### TASK DESCRIPTION
Copy out every line of the data below without changing a single character.

^^^^

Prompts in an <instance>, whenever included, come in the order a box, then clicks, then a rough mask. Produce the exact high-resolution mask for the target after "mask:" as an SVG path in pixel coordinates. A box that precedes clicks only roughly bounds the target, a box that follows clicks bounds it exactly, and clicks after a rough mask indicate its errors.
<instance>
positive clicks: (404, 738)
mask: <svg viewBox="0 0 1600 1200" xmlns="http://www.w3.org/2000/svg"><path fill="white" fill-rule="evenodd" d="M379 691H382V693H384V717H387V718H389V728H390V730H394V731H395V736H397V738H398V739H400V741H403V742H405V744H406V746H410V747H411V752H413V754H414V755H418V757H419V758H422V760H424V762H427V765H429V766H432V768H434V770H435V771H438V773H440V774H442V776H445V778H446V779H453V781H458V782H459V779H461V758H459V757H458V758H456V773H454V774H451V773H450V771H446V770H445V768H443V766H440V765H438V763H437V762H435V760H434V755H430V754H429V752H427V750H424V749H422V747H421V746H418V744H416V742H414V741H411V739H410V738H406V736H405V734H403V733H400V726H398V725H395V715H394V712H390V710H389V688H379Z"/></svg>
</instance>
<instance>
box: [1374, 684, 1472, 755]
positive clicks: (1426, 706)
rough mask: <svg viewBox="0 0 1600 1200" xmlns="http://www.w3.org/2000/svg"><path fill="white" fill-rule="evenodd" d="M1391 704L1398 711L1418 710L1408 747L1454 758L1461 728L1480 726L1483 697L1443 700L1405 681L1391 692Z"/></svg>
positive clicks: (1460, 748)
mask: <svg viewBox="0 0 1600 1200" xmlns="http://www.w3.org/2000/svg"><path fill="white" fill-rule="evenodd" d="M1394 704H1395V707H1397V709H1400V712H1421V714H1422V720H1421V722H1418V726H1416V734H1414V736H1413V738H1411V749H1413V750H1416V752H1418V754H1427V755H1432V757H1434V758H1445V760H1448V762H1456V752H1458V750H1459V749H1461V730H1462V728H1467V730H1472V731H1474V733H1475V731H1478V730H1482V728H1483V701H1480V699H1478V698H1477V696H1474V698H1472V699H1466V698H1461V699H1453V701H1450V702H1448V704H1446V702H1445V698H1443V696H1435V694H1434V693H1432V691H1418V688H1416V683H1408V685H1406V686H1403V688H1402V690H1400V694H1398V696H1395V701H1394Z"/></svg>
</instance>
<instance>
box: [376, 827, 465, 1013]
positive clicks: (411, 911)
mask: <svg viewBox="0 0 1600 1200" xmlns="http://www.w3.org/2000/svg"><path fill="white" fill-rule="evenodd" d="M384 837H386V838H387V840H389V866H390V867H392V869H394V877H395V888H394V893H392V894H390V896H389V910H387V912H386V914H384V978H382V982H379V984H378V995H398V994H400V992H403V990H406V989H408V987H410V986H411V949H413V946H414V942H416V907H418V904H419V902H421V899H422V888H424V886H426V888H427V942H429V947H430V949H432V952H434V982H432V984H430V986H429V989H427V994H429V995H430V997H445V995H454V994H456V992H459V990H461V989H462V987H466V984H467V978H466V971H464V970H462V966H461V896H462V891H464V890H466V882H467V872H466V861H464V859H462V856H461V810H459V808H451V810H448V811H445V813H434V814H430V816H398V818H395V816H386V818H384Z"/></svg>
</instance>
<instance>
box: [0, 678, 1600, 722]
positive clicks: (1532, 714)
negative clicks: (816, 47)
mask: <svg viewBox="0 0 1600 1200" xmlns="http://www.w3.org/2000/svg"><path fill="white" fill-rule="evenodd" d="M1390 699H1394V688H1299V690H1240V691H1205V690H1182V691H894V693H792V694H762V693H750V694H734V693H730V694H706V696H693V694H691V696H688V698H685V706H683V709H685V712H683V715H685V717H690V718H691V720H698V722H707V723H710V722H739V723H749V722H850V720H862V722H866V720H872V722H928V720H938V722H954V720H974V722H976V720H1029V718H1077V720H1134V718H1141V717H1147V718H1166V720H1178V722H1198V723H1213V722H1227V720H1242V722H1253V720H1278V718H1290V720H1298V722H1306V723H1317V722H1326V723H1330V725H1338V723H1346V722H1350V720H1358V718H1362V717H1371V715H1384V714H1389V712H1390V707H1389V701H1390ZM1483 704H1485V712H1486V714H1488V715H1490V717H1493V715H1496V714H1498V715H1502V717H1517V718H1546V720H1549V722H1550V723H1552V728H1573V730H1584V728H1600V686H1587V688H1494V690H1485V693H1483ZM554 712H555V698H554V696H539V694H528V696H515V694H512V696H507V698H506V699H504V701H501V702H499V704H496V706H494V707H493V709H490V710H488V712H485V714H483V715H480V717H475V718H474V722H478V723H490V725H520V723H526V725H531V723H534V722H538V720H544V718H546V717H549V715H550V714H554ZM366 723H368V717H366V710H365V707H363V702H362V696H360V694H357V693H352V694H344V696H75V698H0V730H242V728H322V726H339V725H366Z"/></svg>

^^^^

### SOLUTION FOR THIS EXERCISE
Prompts in an <instance>, whenever included, come in the order a box, then clicks, then a rough mask. Produce the exact high-resolution mask for the target after "mask:" as an SVG path in pixel coordinates. A box that precedes clicks only roughly bounds the target, a box that follows clicks bounds it exactly, and clicks after a rough mask indicate its errors.
<instance>
positive clicks: (404, 738)
mask: <svg viewBox="0 0 1600 1200" xmlns="http://www.w3.org/2000/svg"><path fill="white" fill-rule="evenodd" d="M379 691H382V693H384V717H387V718H389V728H390V730H394V731H395V736H397V738H398V739H400V741H403V742H405V744H406V746H410V747H411V752H413V754H414V755H418V757H419V758H422V760H424V762H427V765H429V766H432V768H434V770H435V771H438V773H440V774H442V776H445V778H446V779H453V781H458V782H459V779H461V758H459V757H458V758H456V773H454V774H451V773H450V771H446V770H445V768H443V766H440V765H438V763H437V762H435V760H434V755H430V754H429V752H427V750H424V749H422V747H421V746H418V744H416V742H414V741H411V739H410V738H406V736H405V734H403V733H400V726H398V725H395V715H394V712H390V710H389V688H379Z"/></svg>
</instance>
<instance>
box: [1374, 684, 1472, 755]
positive clicks: (1426, 706)
rough mask: <svg viewBox="0 0 1600 1200" xmlns="http://www.w3.org/2000/svg"><path fill="white" fill-rule="evenodd" d="M1391 704L1398 711L1418 710L1408 747L1454 758L1461 728L1480 726L1483 697L1443 700L1405 681L1391 692Z"/></svg>
positive clicks: (1460, 748)
mask: <svg viewBox="0 0 1600 1200" xmlns="http://www.w3.org/2000/svg"><path fill="white" fill-rule="evenodd" d="M1394 704H1395V707H1397V709H1400V712H1421V714H1422V720H1421V722H1418V726H1416V734H1414V736H1413V738H1411V749H1413V750H1416V752H1418V754H1427V755H1432V757H1434V758H1445V760H1448V762H1456V752H1458V750H1459V749H1461V730H1462V728H1467V730H1472V731H1474V733H1475V731H1478V730H1482V728H1483V701H1480V699H1478V698H1477V696H1474V698H1472V699H1466V698H1461V699H1453V701H1450V702H1448V704H1446V702H1445V698H1443V696H1435V694H1434V693H1432V691H1418V688H1416V683H1408V685H1406V686H1403V688H1402V690H1400V694H1398V696H1395V701H1394Z"/></svg>
</instance>
<instance>
box: [376, 827, 465, 1013]
positive clicks: (411, 911)
mask: <svg viewBox="0 0 1600 1200" xmlns="http://www.w3.org/2000/svg"><path fill="white" fill-rule="evenodd" d="M384 837H386V838H387V840H389V866H390V867H392V869H394V877H395V888H394V893H392V894H390V896H389V910H387V912H386V914H384V978H382V982H379V984H378V995H398V994H400V992H403V990H406V989H408V987H410V986H411V949H413V946H414V942H416V907H418V904H419V902H421V899H422V888H424V886H426V888H427V942H429V947H430V949H432V952H434V982H432V984H430V986H429V989H427V994H429V995H430V997H445V995H454V994H456V992H459V990H461V989H462V987H466V984H467V978H466V971H464V970H462V966H461V896H462V891H464V890H466V882H467V872H466V861H464V859H462V856H461V810H459V808H451V810H448V811H445V813H434V814H430V816H398V818H395V816H386V818H384Z"/></svg>
</instance>
<instance>
box: [0, 678, 1600, 722]
positive clicks: (1532, 714)
negative clicks: (816, 47)
mask: <svg viewBox="0 0 1600 1200" xmlns="http://www.w3.org/2000/svg"><path fill="white" fill-rule="evenodd" d="M1390 699H1394V688H1299V690H1240V691H1205V690H1182V691H894V693H792V694H762V693H750V694H734V693H730V694H706V696H693V694H691V696H688V698H685V706H683V709H685V712H683V715H685V717H690V718H691V720H698V722H707V723H710V722H739V723H749V722H850V720H862V722H866V720H872V722H928V720H938V722H954V720H974V722H976V720H1029V718H1077V720H1134V718H1141V717H1147V718H1166V720H1178V722H1198V723H1213V722H1227V720H1242V722H1253V720H1278V718H1290V720H1298V722H1306V723H1317V722H1326V723H1330V725H1338V723H1346V722H1350V720H1358V718H1362V717H1371V715H1384V714H1389V712H1390V707H1389V701H1390ZM1483 704H1485V712H1486V714H1488V715H1490V717H1493V715H1496V714H1498V715H1502V717H1517V718H1546V720H1549V722H1550V723H1552V728H1573V730H1584V728H1600V686H1587V688H1494V690H1485V693H1483ZM554 712H555V698H554V696H539V694H528V696H515V694H512V696H507V698H506V699H504V701H501V702H499V704H496V706H494V707H493V709H490V710H488V712H485V714H483V715H480V717H475V718H474V722H478V723H490V725H520V723H526V725H531V723H534V722H538V720H544V718H546V717H549V715H550V714H554ZM366 723H368V717H366V710H365V707H363V702H362V696H360V694H357V693H352V694H344V696H75V698H0V730H242V728H322V726H339V725H366Z"/></svg>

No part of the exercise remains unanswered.